[Start of Dataset]

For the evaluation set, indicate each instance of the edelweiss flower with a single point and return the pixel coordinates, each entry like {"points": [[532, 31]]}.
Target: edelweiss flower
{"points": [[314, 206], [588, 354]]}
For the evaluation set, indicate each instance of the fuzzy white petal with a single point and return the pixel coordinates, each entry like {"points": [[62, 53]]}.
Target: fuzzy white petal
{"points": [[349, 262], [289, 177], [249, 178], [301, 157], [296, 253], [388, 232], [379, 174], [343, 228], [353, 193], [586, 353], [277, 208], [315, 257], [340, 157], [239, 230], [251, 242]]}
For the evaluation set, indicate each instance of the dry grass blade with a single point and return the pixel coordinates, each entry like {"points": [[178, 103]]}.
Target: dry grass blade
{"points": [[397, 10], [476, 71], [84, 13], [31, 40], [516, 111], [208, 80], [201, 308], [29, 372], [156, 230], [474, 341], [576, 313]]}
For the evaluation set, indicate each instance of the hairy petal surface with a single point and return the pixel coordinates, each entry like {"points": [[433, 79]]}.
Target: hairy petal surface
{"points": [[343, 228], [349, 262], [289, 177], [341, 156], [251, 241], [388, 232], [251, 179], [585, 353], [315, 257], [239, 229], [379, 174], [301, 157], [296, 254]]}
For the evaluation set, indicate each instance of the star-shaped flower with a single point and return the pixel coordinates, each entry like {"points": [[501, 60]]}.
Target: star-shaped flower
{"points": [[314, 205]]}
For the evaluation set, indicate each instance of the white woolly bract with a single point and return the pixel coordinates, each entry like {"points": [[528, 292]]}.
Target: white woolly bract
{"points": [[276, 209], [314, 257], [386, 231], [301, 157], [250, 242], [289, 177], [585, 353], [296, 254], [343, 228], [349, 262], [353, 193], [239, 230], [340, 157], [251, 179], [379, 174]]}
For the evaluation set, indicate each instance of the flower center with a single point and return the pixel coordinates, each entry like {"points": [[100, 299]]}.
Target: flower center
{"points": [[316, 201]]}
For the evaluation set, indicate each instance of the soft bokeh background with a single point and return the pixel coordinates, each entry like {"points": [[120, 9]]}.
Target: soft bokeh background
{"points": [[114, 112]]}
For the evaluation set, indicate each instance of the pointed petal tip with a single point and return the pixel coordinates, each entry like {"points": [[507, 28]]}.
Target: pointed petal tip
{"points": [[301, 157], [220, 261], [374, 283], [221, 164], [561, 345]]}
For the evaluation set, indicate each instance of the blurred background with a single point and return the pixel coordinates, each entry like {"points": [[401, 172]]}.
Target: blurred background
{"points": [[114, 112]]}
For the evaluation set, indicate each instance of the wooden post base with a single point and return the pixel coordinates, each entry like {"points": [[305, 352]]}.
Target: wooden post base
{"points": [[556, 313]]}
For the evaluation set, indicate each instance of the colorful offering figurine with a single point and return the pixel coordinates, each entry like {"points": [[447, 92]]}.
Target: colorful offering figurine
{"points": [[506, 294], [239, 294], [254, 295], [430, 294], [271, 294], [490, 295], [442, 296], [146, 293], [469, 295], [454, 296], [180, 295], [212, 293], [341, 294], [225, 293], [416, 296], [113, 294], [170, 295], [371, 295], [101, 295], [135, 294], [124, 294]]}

[End of Dataset]

> [Task brief]: Repeat the entries above exactly, leaving nothing out.

> [Result]:
For the evaluation set, indicate each instance of the edelweiss flower with a single point and return the pixel coordinates, each entry like {"points": [[532, 31]]}.
Target: edelweiss flower
{"points": [[314, 206], [588, 354]]}
For the evaluation set, indicate each instance of the fuzzy white petal with a single point and return the pixel coordinates, each entry like {"points": [[62, 53]]}.
Target: fuzzy white petal
{"points": [[349, 262], [289, 177], [249, 178], [301, 157], [296, 253], [388, 232], [379, 174], [343, 228], [353, 193], [586, 353], [277, 208], [315, 257], [340, 157], [239, 230], [251, 242]]}
For the evaluation set, indicate each instance of the dry grass blade with a single point and return the pixel coordinates, each entry like {"points": [[178, 103]]}.
Target: dry grass blade
{"points": [[397, 10], [476, 71], [84, 13], [31, 40], [516, 111], [208, 80], [201, 308], [29, 372], [156, 230], [474, 341], [576, 313]]}
For the evaluation set, indicate each instance of the hairy petal surface with a single point and return the pixel coordinates, each entry like {"points": [[433, 79]]}.
Target: hairy petal surface
{"points": [[343, 228], [349, 262], [289, 177], [341, 156], [251, 241], [388, 232], [251, 179], [585, 353], [315, 257], [239, 229], [379, 174], [301, 157], [296, 254]]}
For the evaluation set, indicate each instance of the star-shaped flower with a single point and return the pixel coordinates, each entry like {"points": [[501, 60]]}.
Target: star-shaped flower
{"points": [[314, 205]]}
For the evaluation set, indicate each instance of the white woolly bract with a single point and return the pixel coordinates, each entry like {"points": [[528, 292]]}.
Target: white woolly bract
{"points": [[276, 209], [314, 257], [386, 231], [301, 157], [250, 242], [289, 177], [585, 353], [296, 254], [343, 228], [349, 262], [353, 193], [239, 230], [340, 157], [251, 179], [379, 174]]}
For the evaluation set, indicate each instance of the flower center with a single point and return the pixel coordinates, each entry like {"points": [[100, 299]]}.
Target: flower center
{"points": [[316, 201]]}
For the evaluation set, indicate each instance of the soft bokeh background with a single point and return the pixel coordinates, each entry like {"points": [[120, 9]]}.
Target: soft bokeh background
{"points": [[114, 112]]}
For the evaluation set, indicate each instance of the pointed petal tip with a single point and return the pixel coordinates, each entry like {"points": [[507, 28]]}.
Target: pointed petal tip
{"points": [[301, 157], [220, 261], [374, 283], [221, 164], [561, 345]]}
For the evaluation set, indicate each instance of the blurred background with a single point and return the pixel coordinates, each entry like {"points": [[401, 172]]}.
Target: blurred background
{"points": [[114, 112]]}
For the evaluation set, indicate each instance of the wooden post base with a single point and return the pixel coordinates, each entry like {"points": [[305, 352]]}.
Target: wooden post base
{"points": [[556, 313]]}
For the evaluation set, indicate each instance of the colorful offering figurine with a single point and return the pixel coordinates, each entry like {"points": [[447, 92]]}.
Target: colorful offering figurine
{"points": [[506, 294], [239, 294], [254, 295], [430, 294], [271, 294], [490, 295], [442, 296], [146, 293], [469, 295], [454, 296], [180, 295], [212, 293], [341, 294], [225, 293], [416, 296], [113, 294], [170, 295], [371, 295], [101, 295], [135, 294], [124, 294]]}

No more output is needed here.